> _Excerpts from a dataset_
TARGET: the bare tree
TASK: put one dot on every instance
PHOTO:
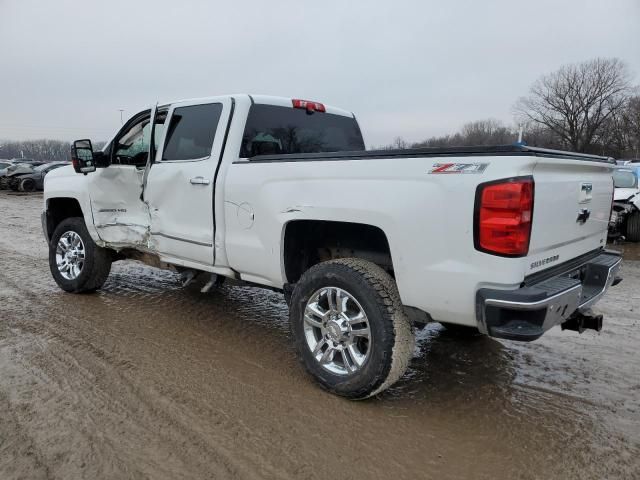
(576, 101)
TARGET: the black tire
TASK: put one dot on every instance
(392, 338)
(28, 185)
(633, 227)
(97, 261)
(461, 331)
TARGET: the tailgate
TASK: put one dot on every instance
(572, 204)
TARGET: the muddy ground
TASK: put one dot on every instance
(147, 380)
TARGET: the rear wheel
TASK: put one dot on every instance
(633, 227)
(350, 329)
(77, 264)
(28, 185)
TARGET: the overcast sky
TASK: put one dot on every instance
(406, 68)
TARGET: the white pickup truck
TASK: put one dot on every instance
(506, 241)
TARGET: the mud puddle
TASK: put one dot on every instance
(147, 380)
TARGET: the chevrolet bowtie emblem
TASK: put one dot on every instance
(583, 216)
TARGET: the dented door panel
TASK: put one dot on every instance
(120, 217)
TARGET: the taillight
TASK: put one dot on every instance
(504, 210)
(308, 105)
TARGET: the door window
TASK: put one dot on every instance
(133, 144)
(191, 132)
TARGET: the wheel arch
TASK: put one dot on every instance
(307, 242)
(59, 208)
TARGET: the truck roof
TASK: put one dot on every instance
(265, 99)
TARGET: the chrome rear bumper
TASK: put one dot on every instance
(526, 313)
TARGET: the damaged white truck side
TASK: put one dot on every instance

> _WHAT TO PRODUCE_
Across the entries above, find each line with the word "wheel" and please copy it out.

> _EXERCISE RESPONSE_
TARGET: the rear wheel
TARGET: the wheel arch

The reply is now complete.